Your instructions:
Name each film that the blog post on 2013's 11-20 discusses, pairing each title with the director listed beside it.

-- Text excerpt follows --

Monday, January 27, 2014

2013's 11-20

Once again there were some tough calls in carving out my favorite ten crime flicks watched in (and released in or only just previous to) 2013. These are some I enjoyed a bunch, but didn't quite make the top 10.

Antiviral - Brandon Cronenberg - One of my most memorable viewings of the year- it made me squirm and gasp and laugh pretty hard. It involves heaps of transgression and white collar crime, but in the end it was just enough off-center from what I tend to brand 'crime flick' to get to the top. Horror, sci-fi... Cronenbergian. Yes, yes and most definitely yes. This is some good shit and I can't wait to see what young Cronenberg does next.

Elysium - Neill Blomkamp - Seems like several of my favorites of the year received critical drubbings this one among them, but however heavy the hand coloring the crayon allegory, there was nimbleness of sensory manipulation and holy-shit delivery of the action goods to more than right the scales for my tastes. For every quip about Jodie Foster's accent I offer Matt Damon's parole officer, for complaints about the mush in Sharlto Copley's mouth I counter with the mush made of his face and the breathtaking rebuilding sequence. And for those looking for a softer sell on message I say, what about the hardware on display? There was just too much to excite me here and I dropped each picked nit. Once again tho - more sci-fi and action flick than straight up crime. Gets a very honorable mention.

Fast & Furious 6 - Justin Lin - This is the kind of picture that gives big dumb meat-head action movies a good name. Just holy crap, once again they had me gladly suspending (hell, expelling) my disbelief so's I could watch people do wicked stupid things with automobiles. And tanks, did I mention tanks? And jumbo jets? I have no idea what this movie was about, but I enjoyed it.

-- Text excerpt concluded --
-- Data section follows --

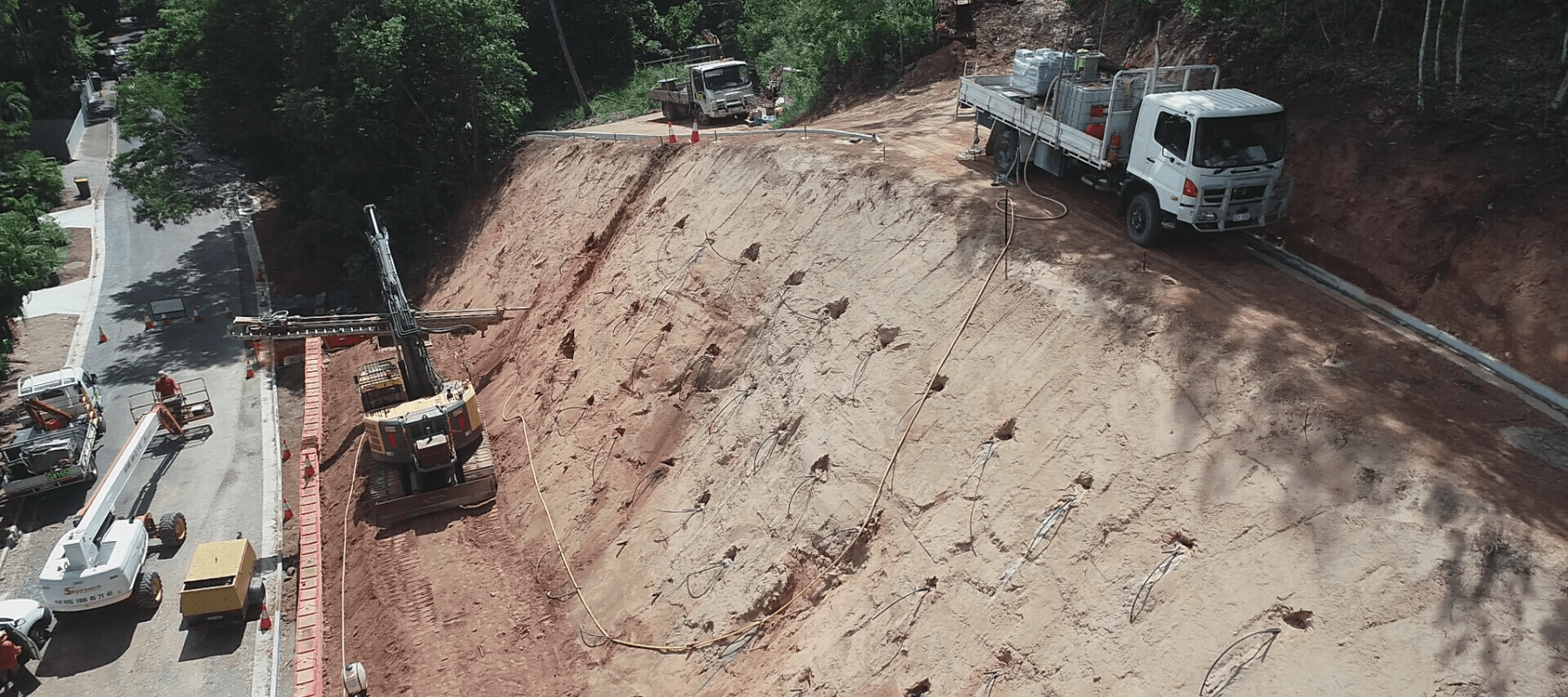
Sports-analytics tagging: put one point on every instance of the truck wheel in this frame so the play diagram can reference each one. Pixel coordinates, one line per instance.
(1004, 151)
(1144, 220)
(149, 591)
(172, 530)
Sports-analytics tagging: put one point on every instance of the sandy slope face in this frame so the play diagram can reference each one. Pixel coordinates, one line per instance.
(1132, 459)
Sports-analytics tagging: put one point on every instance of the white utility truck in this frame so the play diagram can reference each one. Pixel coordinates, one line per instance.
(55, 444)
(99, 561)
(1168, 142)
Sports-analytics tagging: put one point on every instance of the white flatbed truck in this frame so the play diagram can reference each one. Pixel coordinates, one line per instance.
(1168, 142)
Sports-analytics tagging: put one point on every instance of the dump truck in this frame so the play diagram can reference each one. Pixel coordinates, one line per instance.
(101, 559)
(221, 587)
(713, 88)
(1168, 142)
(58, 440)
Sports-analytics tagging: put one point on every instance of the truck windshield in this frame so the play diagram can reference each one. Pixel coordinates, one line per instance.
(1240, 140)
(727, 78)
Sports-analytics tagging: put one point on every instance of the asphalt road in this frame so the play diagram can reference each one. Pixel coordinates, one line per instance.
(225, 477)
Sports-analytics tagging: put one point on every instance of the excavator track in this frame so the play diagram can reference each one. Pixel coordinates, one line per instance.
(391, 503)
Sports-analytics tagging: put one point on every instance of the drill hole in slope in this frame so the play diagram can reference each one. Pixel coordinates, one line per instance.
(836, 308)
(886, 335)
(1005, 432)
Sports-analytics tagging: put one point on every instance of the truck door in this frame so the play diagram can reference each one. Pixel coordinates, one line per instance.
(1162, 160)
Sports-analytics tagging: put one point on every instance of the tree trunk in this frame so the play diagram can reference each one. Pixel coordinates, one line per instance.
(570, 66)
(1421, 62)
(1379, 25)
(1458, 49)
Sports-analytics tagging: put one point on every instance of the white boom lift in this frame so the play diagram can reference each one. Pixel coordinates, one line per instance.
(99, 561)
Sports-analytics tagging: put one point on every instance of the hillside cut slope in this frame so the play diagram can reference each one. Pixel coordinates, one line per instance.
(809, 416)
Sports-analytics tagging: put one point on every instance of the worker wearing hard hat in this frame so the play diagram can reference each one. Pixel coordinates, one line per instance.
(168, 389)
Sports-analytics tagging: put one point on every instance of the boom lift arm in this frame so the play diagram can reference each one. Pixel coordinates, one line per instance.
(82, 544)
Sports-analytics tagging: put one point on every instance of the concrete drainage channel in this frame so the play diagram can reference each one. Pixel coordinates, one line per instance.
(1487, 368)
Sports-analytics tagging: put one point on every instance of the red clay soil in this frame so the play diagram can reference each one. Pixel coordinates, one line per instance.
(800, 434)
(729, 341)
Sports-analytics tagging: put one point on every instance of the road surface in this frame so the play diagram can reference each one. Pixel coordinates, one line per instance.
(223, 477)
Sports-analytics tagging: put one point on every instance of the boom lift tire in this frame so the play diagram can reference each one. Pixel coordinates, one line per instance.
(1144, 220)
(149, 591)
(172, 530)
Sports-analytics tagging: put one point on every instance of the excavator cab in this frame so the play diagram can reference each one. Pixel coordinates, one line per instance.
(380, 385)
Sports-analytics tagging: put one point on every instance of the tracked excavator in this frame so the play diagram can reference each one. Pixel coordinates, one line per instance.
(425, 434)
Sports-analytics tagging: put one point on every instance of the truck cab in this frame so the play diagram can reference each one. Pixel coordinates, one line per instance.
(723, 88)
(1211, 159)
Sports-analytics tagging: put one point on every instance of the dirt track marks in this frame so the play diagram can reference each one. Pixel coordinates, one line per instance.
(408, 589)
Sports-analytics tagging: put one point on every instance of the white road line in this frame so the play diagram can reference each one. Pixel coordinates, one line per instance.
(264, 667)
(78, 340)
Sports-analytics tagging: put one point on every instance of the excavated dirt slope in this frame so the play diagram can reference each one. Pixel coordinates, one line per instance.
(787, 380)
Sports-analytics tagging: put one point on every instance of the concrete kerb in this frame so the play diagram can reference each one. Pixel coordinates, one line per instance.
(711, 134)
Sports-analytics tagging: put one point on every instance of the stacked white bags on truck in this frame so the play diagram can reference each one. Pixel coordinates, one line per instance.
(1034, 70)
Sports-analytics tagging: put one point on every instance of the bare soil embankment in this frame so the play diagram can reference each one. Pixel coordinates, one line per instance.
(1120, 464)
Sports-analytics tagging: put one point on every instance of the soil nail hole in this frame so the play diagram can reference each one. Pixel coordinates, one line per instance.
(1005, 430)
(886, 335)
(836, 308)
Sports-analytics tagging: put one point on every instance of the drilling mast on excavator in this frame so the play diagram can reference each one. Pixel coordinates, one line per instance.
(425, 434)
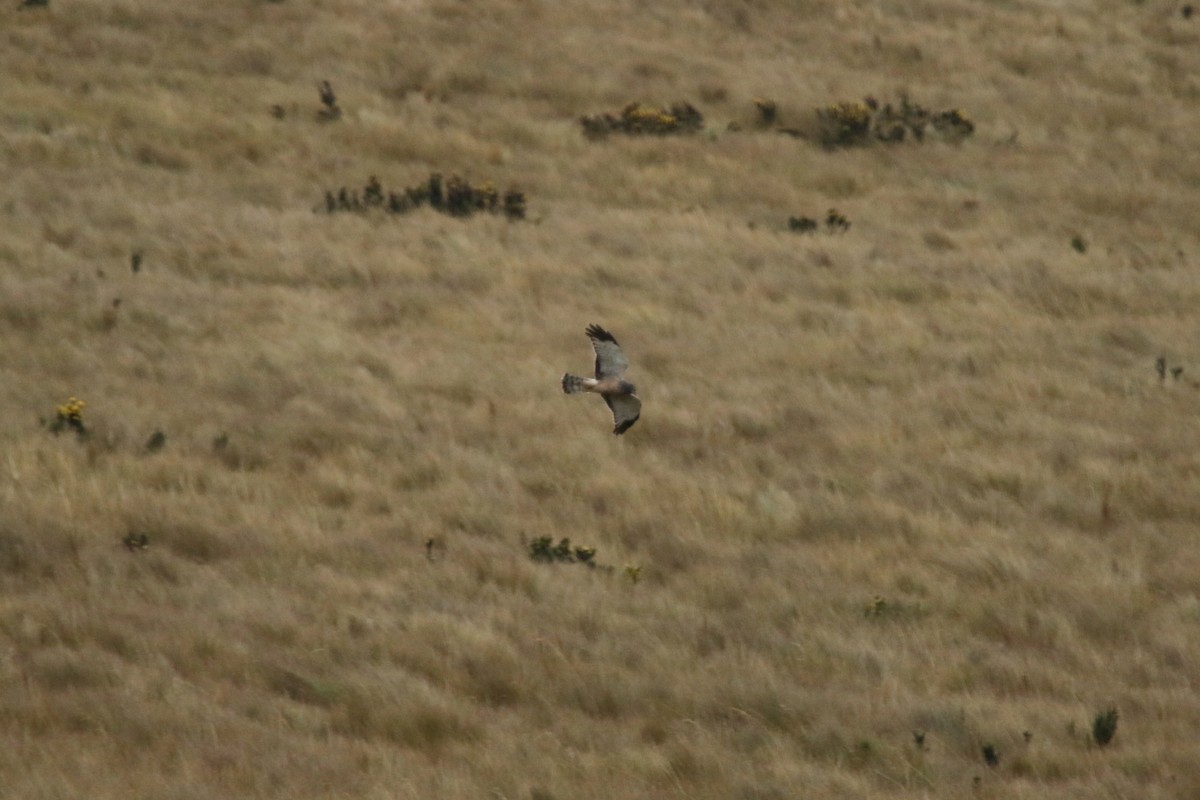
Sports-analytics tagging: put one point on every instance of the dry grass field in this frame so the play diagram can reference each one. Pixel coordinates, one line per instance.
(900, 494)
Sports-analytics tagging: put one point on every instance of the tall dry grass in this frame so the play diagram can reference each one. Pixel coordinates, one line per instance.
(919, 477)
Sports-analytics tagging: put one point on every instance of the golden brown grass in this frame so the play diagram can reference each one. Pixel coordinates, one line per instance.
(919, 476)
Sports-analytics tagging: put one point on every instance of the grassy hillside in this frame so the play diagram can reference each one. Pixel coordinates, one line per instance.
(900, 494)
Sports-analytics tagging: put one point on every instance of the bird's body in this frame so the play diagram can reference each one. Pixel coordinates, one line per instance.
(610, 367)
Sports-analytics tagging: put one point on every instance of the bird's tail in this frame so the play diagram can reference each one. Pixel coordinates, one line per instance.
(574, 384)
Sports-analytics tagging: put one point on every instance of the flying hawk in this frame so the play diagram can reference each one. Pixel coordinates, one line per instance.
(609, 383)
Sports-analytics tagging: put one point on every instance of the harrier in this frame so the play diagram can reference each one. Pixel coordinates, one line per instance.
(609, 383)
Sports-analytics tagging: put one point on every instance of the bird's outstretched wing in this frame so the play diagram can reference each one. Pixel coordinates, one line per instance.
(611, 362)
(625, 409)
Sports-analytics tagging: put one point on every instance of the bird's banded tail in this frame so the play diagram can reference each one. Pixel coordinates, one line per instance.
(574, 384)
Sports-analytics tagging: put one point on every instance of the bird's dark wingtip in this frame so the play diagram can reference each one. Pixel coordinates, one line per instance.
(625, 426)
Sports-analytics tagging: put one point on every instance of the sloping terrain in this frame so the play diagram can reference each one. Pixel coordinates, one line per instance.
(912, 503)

-- Data section concluded --

Response for this exercise:
Antiviral (Brandon Cronenberg), Elysium (Neill Blomkamp), Fast & Furious 6 (Justin Lin)